Lay out the entries below as a JSON list of strings, one string per line with blank lines dropped, taking everything from the line containing "point: white cloud" down to the line containing "column 891, row 809", both ends included. Leave the pictures out.

Dataset records
--------------------------------
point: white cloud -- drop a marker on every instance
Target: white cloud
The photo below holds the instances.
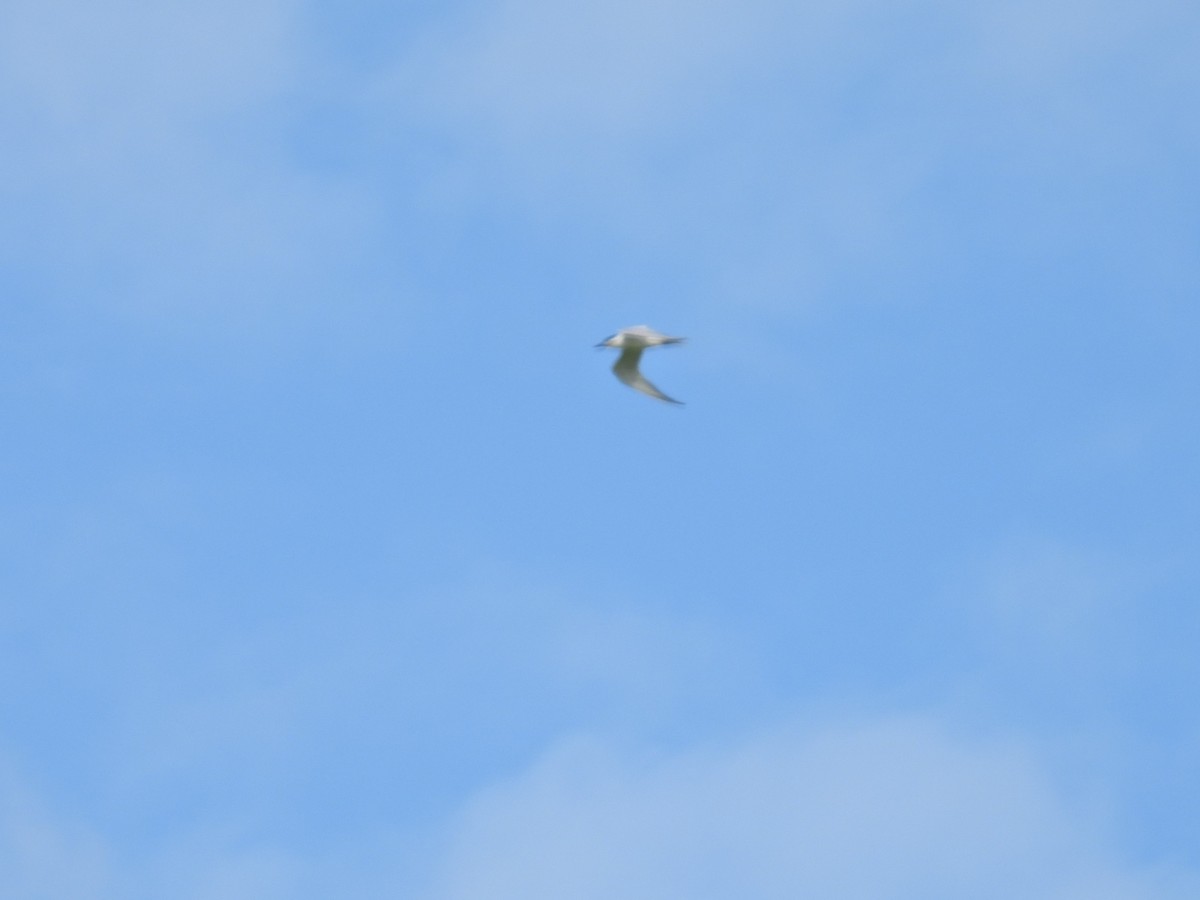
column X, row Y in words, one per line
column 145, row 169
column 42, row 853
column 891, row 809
--------------------------------
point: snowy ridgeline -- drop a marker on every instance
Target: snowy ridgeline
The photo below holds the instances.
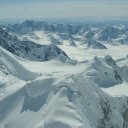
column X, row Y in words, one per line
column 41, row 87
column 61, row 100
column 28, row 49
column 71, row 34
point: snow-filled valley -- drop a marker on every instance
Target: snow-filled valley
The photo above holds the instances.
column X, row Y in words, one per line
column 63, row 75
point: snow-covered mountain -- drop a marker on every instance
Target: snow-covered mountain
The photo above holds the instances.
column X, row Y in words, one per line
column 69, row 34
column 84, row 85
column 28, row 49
--------------------------------
## IN RESPONSE
[
  "point: white cloud -- drop a marker on every instance",
  "Target: white cloud",
  "The photo below holds the instances.",
  "column X, row Y in words, one per line",
  "column 145, row 169",
  "column 42, row 853",
  "column 891, row 809"
]